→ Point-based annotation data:
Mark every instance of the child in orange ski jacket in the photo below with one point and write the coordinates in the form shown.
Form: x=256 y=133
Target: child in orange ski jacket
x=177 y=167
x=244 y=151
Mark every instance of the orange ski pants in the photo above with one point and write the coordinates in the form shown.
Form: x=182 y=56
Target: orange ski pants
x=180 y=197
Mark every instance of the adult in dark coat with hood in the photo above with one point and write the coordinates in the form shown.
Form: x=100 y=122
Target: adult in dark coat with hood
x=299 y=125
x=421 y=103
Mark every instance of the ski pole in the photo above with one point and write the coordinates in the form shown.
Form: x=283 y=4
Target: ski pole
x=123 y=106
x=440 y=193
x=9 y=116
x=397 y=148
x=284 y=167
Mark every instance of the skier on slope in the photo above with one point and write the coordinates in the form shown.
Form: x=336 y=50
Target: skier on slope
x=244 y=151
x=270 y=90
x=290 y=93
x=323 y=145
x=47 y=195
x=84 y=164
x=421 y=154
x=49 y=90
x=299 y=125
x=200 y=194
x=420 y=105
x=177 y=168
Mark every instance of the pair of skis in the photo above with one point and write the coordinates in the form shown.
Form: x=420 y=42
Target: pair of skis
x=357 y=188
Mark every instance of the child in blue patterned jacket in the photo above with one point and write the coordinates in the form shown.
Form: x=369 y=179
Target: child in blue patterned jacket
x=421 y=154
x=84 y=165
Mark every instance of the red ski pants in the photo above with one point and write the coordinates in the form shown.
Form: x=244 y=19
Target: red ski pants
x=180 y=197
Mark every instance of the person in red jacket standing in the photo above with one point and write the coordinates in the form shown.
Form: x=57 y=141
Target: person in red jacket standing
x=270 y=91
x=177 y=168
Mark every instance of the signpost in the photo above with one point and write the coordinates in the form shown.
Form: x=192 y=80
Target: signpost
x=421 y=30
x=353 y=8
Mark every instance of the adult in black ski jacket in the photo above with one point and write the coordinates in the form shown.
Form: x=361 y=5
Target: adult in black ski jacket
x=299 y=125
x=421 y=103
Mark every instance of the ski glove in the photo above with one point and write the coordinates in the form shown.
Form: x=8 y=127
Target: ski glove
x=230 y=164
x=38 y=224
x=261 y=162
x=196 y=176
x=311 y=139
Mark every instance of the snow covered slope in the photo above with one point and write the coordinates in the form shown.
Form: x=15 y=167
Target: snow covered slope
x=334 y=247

→ What to do:
Copy all of the records above word for word, keeping every line in its original order.

→ Written solution:
Mark every instance of the child in orange ski jacket in the photo below with one point and write the coordinates in the form shown.
Form: x=256 y=133
Target: child in orange ski jacket
x=177 y=167
x=244 y=151
Mark every instance of the orange ski pants in the photo above with one point and write the coordinates in the form shown.
Form: x=182 y=56
Target: orange ski pants
x=180 y=197
Mark every instance of the adult in dark coat with hood in the photo above with one point and write the coordinates in the form shown.
Form: x=100 y=122
Target: adult in dark coat with hood
x=299 y=125
x=421 y=103
Mark every instance of the ski pole in the photo above with one point and write the coordinates in the form shown.
Form: x=283 y=4
Target: ski pole
x=123 y=106
x=440 y=193
x=9 y=116
x=397 y=148
x=284 y=167
Mark every instance of the skier on slope in the photo above with one point and write the coordinates in the form shown.
Form: x=336 y=50
Target: skier on slope
x=244 y=151
x=270 y=90
x=290 y=93
x=323 y=145
x=47 y=195
x=84 y=164
x=421 y=154
x=49 y=90
x=299 y=125
x=200 y=194
x=420 y=105
x=177 y=168
Mark every instance of the pair of skis in the photo above with one point and write the coordinates in the form shown.
Form: x=420 y=42
Target: pair of skis
x=357 y=188
Mark every instance of the child in blue patterned jacket in the photo above with one point and write the coordinates in the form shown.
Form: x=369 y=179
Target: child in blue patterned jacket
x=421 y=154
x=84 y=165
Mark every instance of the red ski pants in the photo above with one point and write the coordinates in the form shown.
Form: x=244 y=19
Target: red ski pants
x=180 y=197
Mark every instance of the person in red jacket standing in the photo above with one point and write the coordinates in the form shown.
Form: x=57 y=141
Target: person in red jacket standing
x=270 y=91
x=177 y=168
Mark every instance of the signpost in the photo above with one point and write the coordinates in the form shown.
Form: x=192 y=80
Target: signpost
x=421 y=30
x=353 y=8
Mark every instance of the adult in black ski jacket in the photo above with one point and write the coordinates in the form shown.
Form: x=361 y=5
Target: adult in black ski jacket
x=299 y=125
x=421 y=103
Mark every instance of the ski glove in the photo above with one point and write the coordinates in the form shown.
Form: x=8 y=127
Target: ski glove
x=230 y=164
x=38 y=224
x=261 y=162
x=196 y=176
x=311 y=139
Mark every instance of the snow covered slope in the photo above with one point and write the coordinates in the form shown.
Form: x=15 y=167
Target: snow covered slope
x=334 y=247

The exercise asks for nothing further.